## CHALLENGE:
Which lines in the items below contain the word "vintage"? Pick out each of those lines and copy it in full.

[Excerpts from pointing data]
- - - -

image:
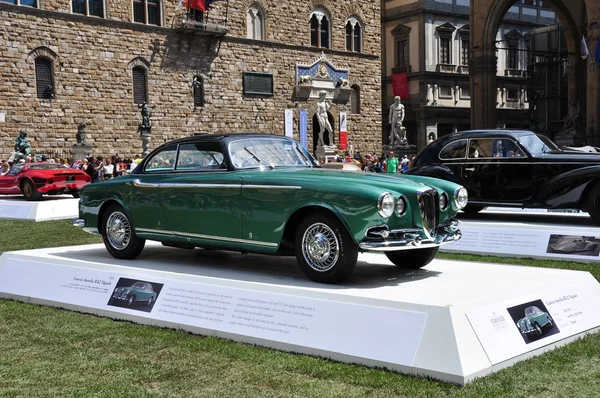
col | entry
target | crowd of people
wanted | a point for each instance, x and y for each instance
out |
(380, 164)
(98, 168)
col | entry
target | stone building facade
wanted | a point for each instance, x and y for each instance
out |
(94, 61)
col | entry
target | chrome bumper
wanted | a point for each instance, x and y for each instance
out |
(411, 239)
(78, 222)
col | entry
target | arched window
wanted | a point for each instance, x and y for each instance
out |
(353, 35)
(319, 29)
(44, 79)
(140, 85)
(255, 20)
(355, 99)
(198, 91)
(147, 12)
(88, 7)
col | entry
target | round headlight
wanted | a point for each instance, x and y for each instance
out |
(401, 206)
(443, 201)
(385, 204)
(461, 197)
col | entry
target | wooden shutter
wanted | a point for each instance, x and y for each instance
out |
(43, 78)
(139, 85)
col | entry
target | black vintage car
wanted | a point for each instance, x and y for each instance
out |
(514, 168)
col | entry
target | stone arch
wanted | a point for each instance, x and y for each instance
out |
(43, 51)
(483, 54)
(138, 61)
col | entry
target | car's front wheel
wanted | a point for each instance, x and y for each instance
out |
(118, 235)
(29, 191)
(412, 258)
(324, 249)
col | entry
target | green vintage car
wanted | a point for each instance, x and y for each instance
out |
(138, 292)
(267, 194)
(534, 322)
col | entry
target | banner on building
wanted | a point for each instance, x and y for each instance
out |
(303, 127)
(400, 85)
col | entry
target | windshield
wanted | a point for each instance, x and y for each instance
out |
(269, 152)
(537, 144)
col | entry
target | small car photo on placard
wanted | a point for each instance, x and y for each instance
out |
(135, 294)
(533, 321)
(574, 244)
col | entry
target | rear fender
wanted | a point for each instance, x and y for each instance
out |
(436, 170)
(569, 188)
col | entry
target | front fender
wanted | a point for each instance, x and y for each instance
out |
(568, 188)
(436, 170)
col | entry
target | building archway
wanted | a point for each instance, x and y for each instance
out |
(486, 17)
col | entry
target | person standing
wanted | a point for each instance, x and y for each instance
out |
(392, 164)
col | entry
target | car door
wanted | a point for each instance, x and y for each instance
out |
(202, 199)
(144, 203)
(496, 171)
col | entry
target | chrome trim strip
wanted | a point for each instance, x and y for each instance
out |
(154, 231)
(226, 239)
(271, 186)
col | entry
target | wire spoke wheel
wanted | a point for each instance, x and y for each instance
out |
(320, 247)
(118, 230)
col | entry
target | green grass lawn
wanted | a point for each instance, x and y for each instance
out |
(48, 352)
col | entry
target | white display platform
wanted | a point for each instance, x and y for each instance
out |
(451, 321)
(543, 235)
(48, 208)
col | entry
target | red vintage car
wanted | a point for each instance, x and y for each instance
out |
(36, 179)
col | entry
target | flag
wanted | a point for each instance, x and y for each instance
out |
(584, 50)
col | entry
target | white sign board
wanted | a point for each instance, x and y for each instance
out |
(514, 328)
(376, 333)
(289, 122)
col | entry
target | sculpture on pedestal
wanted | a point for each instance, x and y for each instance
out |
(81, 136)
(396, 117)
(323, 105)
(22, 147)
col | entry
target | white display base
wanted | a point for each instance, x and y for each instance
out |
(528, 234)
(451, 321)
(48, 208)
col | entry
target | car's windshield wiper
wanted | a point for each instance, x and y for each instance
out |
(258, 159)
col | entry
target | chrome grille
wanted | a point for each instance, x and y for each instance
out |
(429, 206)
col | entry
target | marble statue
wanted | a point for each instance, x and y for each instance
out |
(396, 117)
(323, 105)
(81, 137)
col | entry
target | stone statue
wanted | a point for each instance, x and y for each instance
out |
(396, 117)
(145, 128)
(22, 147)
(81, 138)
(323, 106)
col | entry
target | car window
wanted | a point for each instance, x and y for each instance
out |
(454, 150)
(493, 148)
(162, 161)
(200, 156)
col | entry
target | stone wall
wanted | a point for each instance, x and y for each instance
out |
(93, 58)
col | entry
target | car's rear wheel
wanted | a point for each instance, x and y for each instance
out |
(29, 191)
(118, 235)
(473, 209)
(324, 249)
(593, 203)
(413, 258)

- - - -

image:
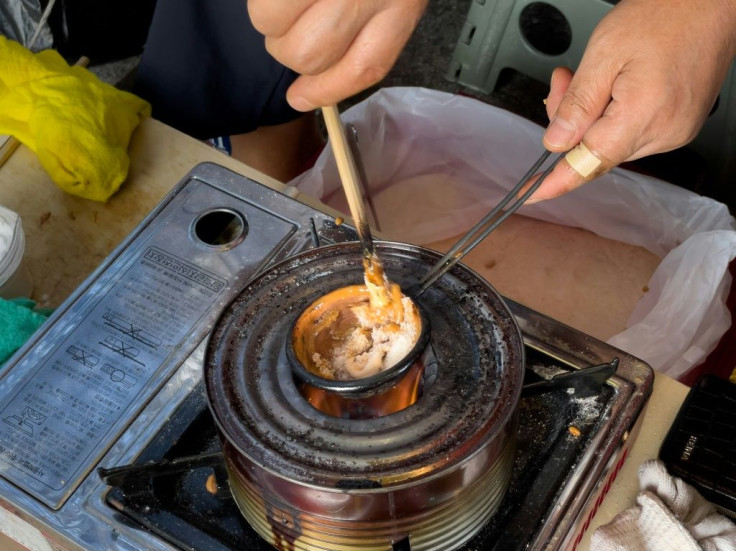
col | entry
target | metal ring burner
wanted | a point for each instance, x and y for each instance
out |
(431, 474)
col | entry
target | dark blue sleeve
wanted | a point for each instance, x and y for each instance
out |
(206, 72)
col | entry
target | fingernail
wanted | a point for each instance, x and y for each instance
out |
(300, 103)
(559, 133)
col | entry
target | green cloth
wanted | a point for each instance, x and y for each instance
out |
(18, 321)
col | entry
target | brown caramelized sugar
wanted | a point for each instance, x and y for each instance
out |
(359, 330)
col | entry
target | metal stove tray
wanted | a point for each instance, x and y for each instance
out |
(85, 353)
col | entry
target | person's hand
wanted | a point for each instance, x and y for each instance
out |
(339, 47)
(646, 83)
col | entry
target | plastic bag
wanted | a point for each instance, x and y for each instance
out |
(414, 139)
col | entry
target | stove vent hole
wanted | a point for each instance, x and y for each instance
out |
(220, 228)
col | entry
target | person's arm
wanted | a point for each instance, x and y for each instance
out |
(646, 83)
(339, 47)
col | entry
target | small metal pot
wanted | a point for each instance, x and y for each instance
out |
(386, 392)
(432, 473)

- - - -

## EXERCISE ANSWER:
target | black vintage car
target | green vintage car
target | red vintage car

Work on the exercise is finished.